→ WHAT IS BEING ASKED
Copy each line exactly. Leave nothing out.

[begin DATA TO USE]

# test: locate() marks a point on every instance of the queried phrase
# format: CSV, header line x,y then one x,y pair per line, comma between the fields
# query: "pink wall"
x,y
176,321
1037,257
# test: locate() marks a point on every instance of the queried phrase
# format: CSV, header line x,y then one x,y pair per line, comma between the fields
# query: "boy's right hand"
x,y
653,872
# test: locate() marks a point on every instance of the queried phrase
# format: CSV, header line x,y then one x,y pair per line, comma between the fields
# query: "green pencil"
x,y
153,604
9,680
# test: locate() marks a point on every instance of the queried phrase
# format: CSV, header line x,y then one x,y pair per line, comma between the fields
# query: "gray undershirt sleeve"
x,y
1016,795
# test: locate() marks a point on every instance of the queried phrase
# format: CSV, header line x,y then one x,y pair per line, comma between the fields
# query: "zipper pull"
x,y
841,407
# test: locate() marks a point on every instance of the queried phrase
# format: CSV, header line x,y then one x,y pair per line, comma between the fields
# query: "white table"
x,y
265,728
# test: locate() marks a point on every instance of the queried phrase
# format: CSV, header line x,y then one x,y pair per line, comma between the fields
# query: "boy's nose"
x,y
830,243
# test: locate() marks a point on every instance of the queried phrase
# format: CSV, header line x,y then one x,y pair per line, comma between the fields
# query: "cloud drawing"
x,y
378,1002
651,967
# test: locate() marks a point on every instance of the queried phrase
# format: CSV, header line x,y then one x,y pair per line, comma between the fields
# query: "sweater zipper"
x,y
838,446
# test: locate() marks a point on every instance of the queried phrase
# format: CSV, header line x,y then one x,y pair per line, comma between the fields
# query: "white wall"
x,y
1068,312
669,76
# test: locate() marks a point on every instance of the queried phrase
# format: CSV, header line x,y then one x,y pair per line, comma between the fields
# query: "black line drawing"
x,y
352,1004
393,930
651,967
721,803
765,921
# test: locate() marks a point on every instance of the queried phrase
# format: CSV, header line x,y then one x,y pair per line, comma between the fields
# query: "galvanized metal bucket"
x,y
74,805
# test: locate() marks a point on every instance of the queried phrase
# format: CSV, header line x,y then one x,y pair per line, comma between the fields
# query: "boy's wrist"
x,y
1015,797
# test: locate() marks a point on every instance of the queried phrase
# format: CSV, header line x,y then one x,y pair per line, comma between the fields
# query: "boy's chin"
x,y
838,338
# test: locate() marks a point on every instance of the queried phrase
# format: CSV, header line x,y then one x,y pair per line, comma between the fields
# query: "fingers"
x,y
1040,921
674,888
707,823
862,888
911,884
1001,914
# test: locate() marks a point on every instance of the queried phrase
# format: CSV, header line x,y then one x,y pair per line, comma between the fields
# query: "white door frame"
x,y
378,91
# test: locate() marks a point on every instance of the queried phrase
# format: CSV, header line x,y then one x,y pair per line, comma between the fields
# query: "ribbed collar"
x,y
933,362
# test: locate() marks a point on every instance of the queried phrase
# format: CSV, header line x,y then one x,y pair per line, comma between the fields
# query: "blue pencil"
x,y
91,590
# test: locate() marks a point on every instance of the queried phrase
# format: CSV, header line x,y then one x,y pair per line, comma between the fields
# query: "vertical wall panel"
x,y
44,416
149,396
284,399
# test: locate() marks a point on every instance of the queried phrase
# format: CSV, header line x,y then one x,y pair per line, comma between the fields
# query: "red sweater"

[end DATA TO USE]

→ SOLUTION TO THIS EXERCISE
# test: locate() marks a point on every instance of the queried phrase
# format: CSV, header line x,y then one x,y pair per line, comma between the fields
# query: "pink wall"
x,y
176,321
1037,257
# test: locate() marks a point on every instance of the queried phrase
# format: CSV, header line x,y then one x,y pair per line, comma between the fields
# query: "boy's right hand"
x,y
653,872
# test: locate() marks a point on every instance of the queried phrase
# format: CSV, header line x,y then one x,y pair per line, comma between the fields
# query: "green pencil"
x,y
153,604
9,680
# test: locate() marks a point on every instance of the queried phrase
# format: CSV, header line x,y then one x,y pair per line, comma between the fields
# query: "gray undershirt sleeve"
x,y
1016,795
# test: locate() marks a point on every instance of the queried phrase
# format: CSV, header line x,y then one x,y pair per line, comma between the fields
# query: "zipper pull"
x,y
841,407
# test: locate() marks a point on every instance of the queried phrase
# format: CSV, header line x,y then one x,y pair per line, comma between the fields
# query: "white table"
x,y
265,728
# test: locate() marks a point on every instance of the queried phrase
# format: CSV, header line x,y then one x,y pair per line, comma between the fields
# query: "boy's nose"
x,y
830,243
# test: locate() marks a point on every instance of the queried phrase
# format: CSV, header line x,y then one x,y pair per line, comma between the fields
# query: "cloud drawing"
x,y
378,1002
651,967
# test: locate() marks a point on every instance of the queried phrase
# format: CSV, header line x,y then one x,y pair per line, comma between the fields
# query: "sweater zipper"
x,y
838,446
# test: locate() marks a point on every instance of the queried phrase
# format: CSV, header line x,y then one x,y pair per line, comma between the fields
# query: "white wall"
x,y
1068,312
669,76
# test: locate() marks a point on every instance of the queried phrase
# format: CSV, header line x,y then one x,y pair per line, comma between the fields
# query: "black line drawing"
x,y
352,1004
393,930
651,967
721,803
765,921
# test: locate() marks a point on every instance of the queried phrase
# format: CSV, header line x,y then one x,y pair per line, comma between the fields
# query: "galvanized metal bucket"
x,y
74,805
# test: locate() marks a point on every instance of the queried phrase
# format: CSV, header line x,y then one x,y pair per line, comma between the fields
# query: "boy's wrist"
x,y
1015,797
# test: locate() marks a point on every instance of the queried phrase
# format: CSV, header line x,y then one x,y pair per line, comma between the fields
# query: "boy's chin"
x,y
838,338
# test: locate() marks a point on every instance of the queried phrase
# format: CSV, header line x,y then one x,y pair per line, comma between the fields
# query: "fingers"
x,y
1040,921
674,888
707,823
862,888
911,884
1001,914
# test: locate() marks a point on every instance of the queried phrase
# format: CSV, header line x,y then one x,y pair per line, comma between the fields
# query: "white door frame"
x,y
378,91
# test: locate() marks a point on every instance of the queried phrase
# format: CSV, header line x,y then one x,y pair per line, comma between the fields
# query: "ribbed collar"
x,y
933,362
# test: locate() marks a point on every instance of the queried phrase
# format: CSV, header line x,y then one x,y pair per line, comma between the fields
# query: "blue pencil"
x,y
91,590
# test: locate() marks a point on every instance of the queried phrase
# format: CSV, header line x,y then one x,y pair per line, comma between the fields
# query: "vertical wall panel"
x,y
44,416
149,396
284,399
# test: locate() marks a point on every instance of the queried phrase
# format: CSV, header line x,y then one x,y pair per line, comma between the fields
# query: "red sweater"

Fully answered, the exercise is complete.